- WRITTEN REQUEST
Can you rewrite the stretch that opens with the line containing "Note: spot the bird's" and runs through the last of the lines, keeping every line and adding -121 to each coordinate value?

[Pointing dataset excerpts]
○ ○ ○ ○ ○
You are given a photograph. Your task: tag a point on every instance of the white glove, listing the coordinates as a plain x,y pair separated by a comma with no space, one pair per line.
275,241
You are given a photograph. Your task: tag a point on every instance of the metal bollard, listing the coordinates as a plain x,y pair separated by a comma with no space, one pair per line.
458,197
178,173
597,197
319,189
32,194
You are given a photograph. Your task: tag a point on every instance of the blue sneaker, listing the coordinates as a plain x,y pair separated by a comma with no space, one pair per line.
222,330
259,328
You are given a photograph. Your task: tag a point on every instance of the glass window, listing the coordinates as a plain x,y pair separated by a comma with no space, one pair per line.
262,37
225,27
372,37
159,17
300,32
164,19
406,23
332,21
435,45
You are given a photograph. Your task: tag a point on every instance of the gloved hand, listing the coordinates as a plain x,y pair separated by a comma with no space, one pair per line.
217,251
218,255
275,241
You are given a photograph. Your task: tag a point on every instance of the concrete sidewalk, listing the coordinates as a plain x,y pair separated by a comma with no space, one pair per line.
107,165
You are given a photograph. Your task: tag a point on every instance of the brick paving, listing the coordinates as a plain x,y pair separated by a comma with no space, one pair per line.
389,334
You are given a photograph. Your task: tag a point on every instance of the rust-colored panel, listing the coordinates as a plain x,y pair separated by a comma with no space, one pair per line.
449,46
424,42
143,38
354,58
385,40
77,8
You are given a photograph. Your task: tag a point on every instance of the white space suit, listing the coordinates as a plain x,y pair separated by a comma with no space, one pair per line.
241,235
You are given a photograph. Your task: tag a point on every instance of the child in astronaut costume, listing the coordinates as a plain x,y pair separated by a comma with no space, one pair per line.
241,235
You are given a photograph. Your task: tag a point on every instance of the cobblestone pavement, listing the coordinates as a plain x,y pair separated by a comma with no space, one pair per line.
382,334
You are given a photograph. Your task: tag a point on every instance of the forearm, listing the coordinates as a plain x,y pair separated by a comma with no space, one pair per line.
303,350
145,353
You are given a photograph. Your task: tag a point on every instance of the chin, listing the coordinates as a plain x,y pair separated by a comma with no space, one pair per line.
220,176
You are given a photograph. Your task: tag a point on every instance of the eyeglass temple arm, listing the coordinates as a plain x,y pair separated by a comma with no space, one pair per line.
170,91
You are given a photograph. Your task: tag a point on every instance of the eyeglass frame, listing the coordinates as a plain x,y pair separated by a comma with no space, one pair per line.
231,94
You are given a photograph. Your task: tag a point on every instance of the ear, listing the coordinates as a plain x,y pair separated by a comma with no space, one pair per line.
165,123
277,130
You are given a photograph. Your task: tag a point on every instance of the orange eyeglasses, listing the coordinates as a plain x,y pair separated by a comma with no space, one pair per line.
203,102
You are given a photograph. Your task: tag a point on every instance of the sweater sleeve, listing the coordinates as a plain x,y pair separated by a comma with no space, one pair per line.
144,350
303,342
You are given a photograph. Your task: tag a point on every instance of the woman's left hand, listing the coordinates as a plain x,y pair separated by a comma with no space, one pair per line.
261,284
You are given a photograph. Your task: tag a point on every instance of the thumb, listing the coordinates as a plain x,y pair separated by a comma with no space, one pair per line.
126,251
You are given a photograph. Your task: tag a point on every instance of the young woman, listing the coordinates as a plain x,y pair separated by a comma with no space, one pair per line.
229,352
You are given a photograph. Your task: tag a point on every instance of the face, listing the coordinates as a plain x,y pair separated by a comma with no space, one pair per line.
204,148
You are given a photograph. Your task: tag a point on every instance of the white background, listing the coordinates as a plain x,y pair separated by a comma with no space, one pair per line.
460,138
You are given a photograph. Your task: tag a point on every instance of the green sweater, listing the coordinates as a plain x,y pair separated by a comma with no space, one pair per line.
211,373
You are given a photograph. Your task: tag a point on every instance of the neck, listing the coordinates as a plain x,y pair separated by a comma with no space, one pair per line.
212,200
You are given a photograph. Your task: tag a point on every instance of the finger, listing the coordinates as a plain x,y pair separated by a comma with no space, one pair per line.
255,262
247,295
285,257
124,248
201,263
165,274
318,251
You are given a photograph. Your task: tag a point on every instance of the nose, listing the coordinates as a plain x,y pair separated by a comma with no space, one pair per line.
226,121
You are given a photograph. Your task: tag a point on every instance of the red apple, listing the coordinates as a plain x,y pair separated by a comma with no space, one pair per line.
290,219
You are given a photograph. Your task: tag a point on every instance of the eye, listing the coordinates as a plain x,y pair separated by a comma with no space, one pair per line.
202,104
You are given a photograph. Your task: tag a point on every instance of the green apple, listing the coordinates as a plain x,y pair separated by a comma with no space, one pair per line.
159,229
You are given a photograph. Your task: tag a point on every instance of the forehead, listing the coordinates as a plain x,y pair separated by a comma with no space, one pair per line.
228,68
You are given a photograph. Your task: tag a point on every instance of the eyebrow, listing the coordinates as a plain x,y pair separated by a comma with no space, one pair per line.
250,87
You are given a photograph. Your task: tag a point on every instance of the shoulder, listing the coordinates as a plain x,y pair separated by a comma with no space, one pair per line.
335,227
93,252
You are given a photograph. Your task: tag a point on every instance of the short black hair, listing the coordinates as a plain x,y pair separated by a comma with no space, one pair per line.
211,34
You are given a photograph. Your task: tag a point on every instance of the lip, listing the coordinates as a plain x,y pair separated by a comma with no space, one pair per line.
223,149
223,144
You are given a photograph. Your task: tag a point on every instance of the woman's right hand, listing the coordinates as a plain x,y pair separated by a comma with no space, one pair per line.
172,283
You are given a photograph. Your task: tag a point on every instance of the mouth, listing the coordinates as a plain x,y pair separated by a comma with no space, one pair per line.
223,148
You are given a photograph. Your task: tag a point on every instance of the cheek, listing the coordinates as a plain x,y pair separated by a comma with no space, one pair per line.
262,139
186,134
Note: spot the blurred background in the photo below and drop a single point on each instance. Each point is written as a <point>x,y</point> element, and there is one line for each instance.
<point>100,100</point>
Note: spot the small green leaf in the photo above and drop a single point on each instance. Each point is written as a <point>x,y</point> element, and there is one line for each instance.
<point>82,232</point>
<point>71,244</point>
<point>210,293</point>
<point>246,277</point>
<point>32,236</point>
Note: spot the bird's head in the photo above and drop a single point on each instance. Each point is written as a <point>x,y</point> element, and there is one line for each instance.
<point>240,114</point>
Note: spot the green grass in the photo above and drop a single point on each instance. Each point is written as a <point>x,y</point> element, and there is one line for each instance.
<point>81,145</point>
○ ○ ○ ○ ○
- REPLY TO THE TASK
Note: spot the bird's head in the photo above and drop a single point on each instance. Each point is written as a <point>x,y</point> element, and there is one line for each instance.
<point>119,-7</point>
Note: spot the green grass in the photo above and drop a single point on each instance. Each point is written as a <point>x,y</point> element, and there is one line for each instance.
<point>-40,24</point>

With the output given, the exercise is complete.